Every line of the following records that includes "lamp" should be copied.
Start of Block
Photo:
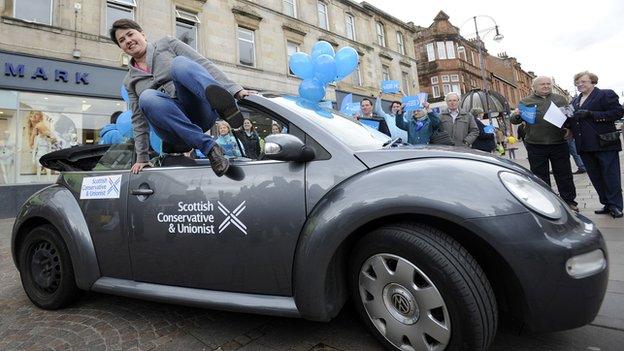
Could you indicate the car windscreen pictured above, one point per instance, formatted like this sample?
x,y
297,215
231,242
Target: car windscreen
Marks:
x,y
354,134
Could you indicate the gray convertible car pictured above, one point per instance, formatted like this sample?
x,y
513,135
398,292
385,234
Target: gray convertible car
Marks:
x,y
433,245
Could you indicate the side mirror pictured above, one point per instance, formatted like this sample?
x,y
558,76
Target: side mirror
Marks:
x,y
286,147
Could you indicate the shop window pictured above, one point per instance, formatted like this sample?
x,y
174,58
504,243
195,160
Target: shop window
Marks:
x,y
33,124
118,9
246,47
186,27
38,11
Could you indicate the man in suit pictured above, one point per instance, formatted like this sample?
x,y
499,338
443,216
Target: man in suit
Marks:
x,y
179,92
596,111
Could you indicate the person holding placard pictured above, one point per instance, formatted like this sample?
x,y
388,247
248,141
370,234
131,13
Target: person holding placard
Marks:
x,y
545,142
598,141
460,125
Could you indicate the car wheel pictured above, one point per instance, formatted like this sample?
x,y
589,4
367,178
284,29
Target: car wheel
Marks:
x,y
418,289
46,269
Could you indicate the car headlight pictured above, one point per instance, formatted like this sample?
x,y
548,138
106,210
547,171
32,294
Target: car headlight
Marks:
x,y
532,195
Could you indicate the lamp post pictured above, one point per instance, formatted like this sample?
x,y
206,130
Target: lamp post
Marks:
x,y
497,37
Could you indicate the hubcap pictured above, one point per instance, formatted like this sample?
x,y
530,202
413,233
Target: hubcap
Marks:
x,y
45,266
404,304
End of Block
### ANSWER SPACE
Could you indicate the lamp post pictured above, one point per instance, formatted like this sample?
Target: lamp post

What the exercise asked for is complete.